GIVEN PASSAGE →
Convention on Biological Diversity, 1992[20]

  • It is an international agreement that covers every aspect of biological diversity, including its preservation, the sustainable use of its parts, and the equitable and just sharing of the benefits related to genetic resources.

  • According to Aichi Biodiversity Goal 8,[21] which was established in 2010 under the Biological Diversity Act, pollution that threatens ecosystem health and biodiversity must be addressed, with a focus on marine debris such as plastics. This goal was adopted in 2010. It wasn't possible to meet this goal.

Basel Convention, 1992[22]

  • The Transboundary Movement of Hazardous and Other Wastes is governed by this particular Convention. As per the Convention, each state party to the Convention has an obligation to enact national legislation with an aim to control hazardous wastes, and that Act so enacted must define the phrase "hazardous waste."

  • The state parties are also subjected to a few broad responsibilities. For instance, in accordance with the Convention, parties must inform other State Parties if they do not wish to import hazardous waste from a certain State. States and Parties who have received notification must stop exporting hazardous waste after receiving it.

  • According to the Convention, the parties must select one or more competent authorities who have the power to implement the Convention at the national level. In the case that the State of Transit arises, one competent authority must be notified.

  • In 2019, the convention’s scope was modified to include plastic trash.[23]

  • At its 14th Conference of the Parties (COP14) in 2019, three annexes were revised.[24] The revision included giving state parties the power to prohibit the import of plastic garbage and require prior written approval for exports of plastic waste.

(Stockholm Convention), 2001

The Stockholm Convention aims to protect the environment and public health from the dangers posed by persistent organic pollutants. It is based on the precautionary principle. The following are some of the important provisions of the Stockholm Convention:[25]

  • The Convention imposes an obligation upon the parties to adopt strict measures with an aim to ban the import and export of chemicals which are listed in Annexures A and B of the Convention.

  • The Secretariat created under the Convention is required to keep a Register. The Register must always be available to the public and must contain information on the exemptions for chemicals that State parties have been granted.

  • Further, the Convention also imposes an obligation upon the parties to disclose information on POP production. Additionally, the parties should always provide information to the Secretariat regarding the production, use, removal, and release of POPs in the environment. Relevant details must be shared via the National focal point.


Bamako Convention (1991)

Although the Basel Agreement was in place, yet the developed industrialised countries had not stopped and continued sending hazardous waste to developing countries, especially those in Africa. Africa is a favourite among all nations as Africa provides a less time-consuming and more affordable choice for disposal. Therefore, as no organizations at the global level were looking at the misery of the African Nations, so they decided to sign a pact among themselves in 1991 in response to the Basel Convention's failure.[26]

The Bamako Convention’s goal also aligns with the Basel Convention's goal, which permits States to enter into agreements for the transboundary transport of wastes with other States (and non-parties). Furthermore, in terms of scope, the Bamako Convention's scope is broader than the Basel Convention's. In contrast to Basel, Bamako Convention covers and handles radioactive wastes and outlaws their import into African nations. Some of the important provisions of the Bamako Convention include:

  • Any infringement of the Convention's express restriction against the importation of hazardous waste into Africa shall be regarded as illegal and criminal in nature.

YOUR GOAL → Rewrite the text on environmental conventions starting at "The Bamako Convention’s" and ending at "criminal in nature.", with "radioactive wastes" changed to "nuclear wastes". The records below come from a different source than the text.

RECORD SET →
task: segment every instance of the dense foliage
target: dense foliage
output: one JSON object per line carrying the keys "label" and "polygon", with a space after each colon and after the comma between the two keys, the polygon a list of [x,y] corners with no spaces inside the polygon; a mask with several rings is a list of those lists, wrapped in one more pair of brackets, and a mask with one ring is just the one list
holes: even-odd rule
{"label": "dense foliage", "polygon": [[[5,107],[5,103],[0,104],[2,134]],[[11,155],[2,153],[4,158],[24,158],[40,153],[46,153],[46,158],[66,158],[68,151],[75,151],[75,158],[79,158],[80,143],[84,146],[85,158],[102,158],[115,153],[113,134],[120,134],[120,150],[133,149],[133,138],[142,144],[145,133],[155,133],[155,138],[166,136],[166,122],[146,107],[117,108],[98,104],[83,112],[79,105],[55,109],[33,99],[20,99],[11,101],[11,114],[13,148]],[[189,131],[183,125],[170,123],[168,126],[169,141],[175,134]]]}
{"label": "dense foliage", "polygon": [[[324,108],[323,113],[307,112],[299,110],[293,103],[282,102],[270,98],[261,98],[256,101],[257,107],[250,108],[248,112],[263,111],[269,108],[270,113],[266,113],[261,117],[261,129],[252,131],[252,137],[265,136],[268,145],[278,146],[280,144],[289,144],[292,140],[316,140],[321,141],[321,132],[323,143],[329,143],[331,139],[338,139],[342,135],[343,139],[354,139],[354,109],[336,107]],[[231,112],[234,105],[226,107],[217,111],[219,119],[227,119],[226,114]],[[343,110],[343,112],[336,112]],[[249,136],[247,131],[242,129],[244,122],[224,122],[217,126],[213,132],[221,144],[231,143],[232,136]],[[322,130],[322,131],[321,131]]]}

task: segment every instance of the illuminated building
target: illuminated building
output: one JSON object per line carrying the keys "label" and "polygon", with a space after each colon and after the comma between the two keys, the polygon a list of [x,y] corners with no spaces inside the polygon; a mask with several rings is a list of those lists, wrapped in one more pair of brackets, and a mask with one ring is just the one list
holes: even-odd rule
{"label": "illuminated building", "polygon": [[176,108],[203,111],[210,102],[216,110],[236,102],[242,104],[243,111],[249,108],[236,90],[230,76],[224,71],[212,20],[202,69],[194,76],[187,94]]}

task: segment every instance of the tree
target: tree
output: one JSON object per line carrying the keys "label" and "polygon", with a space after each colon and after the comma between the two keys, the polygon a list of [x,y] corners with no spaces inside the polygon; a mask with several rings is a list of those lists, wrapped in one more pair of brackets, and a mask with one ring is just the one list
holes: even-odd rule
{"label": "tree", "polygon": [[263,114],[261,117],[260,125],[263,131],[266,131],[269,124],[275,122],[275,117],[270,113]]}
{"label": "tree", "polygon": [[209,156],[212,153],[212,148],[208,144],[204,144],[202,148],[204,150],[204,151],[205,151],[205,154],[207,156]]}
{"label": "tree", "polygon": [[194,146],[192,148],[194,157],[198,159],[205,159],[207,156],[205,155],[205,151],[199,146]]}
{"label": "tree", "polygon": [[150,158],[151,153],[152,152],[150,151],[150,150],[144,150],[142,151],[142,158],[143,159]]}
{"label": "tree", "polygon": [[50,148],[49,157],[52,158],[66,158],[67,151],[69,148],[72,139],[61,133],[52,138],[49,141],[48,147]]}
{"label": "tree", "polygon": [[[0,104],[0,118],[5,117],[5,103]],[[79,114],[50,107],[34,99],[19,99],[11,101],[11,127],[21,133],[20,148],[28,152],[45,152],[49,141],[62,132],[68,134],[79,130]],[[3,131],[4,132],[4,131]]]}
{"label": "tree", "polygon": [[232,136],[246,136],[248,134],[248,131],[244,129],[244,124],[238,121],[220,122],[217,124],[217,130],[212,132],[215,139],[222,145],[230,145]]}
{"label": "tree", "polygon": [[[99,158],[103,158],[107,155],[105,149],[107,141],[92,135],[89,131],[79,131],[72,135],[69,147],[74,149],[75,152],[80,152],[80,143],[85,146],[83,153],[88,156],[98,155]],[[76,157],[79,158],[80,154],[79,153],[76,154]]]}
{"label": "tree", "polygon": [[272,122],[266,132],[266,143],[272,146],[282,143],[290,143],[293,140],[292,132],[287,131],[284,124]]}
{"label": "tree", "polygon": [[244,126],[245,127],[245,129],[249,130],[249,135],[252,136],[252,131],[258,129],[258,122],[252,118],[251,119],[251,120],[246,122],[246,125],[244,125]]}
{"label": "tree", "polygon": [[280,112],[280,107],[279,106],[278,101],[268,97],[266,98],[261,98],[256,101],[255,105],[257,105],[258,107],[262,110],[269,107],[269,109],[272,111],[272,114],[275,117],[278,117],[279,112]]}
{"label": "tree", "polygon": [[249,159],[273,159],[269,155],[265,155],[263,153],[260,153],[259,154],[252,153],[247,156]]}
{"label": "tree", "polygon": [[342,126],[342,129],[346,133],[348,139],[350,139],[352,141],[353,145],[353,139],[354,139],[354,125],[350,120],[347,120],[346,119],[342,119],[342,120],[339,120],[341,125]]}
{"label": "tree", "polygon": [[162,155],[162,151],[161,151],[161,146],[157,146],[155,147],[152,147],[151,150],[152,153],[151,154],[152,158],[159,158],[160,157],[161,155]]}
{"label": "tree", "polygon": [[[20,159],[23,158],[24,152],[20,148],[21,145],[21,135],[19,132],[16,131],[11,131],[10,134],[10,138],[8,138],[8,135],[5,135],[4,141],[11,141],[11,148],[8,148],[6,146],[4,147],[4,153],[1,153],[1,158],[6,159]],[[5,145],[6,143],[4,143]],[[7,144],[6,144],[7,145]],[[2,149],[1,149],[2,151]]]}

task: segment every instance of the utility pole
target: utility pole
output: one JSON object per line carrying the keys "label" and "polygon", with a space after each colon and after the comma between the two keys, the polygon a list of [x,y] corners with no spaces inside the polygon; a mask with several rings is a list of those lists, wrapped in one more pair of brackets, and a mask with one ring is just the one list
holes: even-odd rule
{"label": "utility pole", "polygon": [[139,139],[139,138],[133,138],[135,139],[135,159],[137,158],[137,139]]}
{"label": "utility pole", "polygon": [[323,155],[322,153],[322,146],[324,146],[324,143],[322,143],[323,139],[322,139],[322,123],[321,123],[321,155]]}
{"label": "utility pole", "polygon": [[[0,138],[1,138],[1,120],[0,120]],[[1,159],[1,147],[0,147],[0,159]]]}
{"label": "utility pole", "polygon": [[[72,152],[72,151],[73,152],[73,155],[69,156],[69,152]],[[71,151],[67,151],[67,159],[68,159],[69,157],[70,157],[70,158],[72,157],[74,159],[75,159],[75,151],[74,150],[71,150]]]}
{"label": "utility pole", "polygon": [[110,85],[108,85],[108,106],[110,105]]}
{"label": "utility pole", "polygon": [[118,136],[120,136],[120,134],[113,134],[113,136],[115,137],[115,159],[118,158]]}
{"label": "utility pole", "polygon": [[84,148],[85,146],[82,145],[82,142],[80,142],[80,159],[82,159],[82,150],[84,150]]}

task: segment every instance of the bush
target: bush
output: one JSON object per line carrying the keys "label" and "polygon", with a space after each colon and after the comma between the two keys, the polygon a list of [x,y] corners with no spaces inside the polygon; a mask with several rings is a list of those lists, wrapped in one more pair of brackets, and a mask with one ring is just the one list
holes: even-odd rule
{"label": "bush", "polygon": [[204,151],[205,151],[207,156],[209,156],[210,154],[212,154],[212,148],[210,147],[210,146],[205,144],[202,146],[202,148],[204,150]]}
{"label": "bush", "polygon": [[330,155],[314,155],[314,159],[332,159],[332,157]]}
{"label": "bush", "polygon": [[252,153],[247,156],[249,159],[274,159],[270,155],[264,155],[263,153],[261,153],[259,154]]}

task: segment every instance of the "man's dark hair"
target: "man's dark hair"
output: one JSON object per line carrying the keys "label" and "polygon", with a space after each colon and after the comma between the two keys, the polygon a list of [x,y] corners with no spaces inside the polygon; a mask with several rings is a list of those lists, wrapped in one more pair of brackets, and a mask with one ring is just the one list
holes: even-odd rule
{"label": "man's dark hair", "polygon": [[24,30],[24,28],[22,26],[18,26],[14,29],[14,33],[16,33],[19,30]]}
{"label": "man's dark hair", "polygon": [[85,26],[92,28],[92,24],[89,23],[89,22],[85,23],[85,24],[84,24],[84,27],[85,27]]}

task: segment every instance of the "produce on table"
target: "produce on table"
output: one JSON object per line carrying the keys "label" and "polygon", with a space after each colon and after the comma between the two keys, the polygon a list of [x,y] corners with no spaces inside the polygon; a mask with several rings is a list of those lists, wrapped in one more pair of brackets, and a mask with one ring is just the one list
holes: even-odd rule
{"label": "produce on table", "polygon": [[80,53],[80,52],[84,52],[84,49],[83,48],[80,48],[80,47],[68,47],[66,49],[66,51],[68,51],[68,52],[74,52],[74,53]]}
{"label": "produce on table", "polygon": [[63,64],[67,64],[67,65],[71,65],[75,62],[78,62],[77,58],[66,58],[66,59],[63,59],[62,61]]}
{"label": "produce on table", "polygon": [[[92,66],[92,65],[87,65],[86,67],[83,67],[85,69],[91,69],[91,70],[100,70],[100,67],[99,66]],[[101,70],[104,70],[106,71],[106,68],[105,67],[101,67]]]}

SOLUTION FOR THIS PROBLEM →
The Bamako Convention’s goal also aligns with the Basel Convention's goal, which permits States to enter into agreements for the transboundary transport of wastes with other States (and non-parties). Furthermore, in terms of scope, the Bamako Convention's scope is broader than the Basel Convention's. In contrast to Basel, Bamako Convention covers and handles nuclear wastes and outlaws their import into African nations. Some of the important provisions of the Bamako Convention include:

  • Any infringement of the Convention's express restriction against the importation of hazardous waste into Africa shall be regarded as illegal and criminal in nature.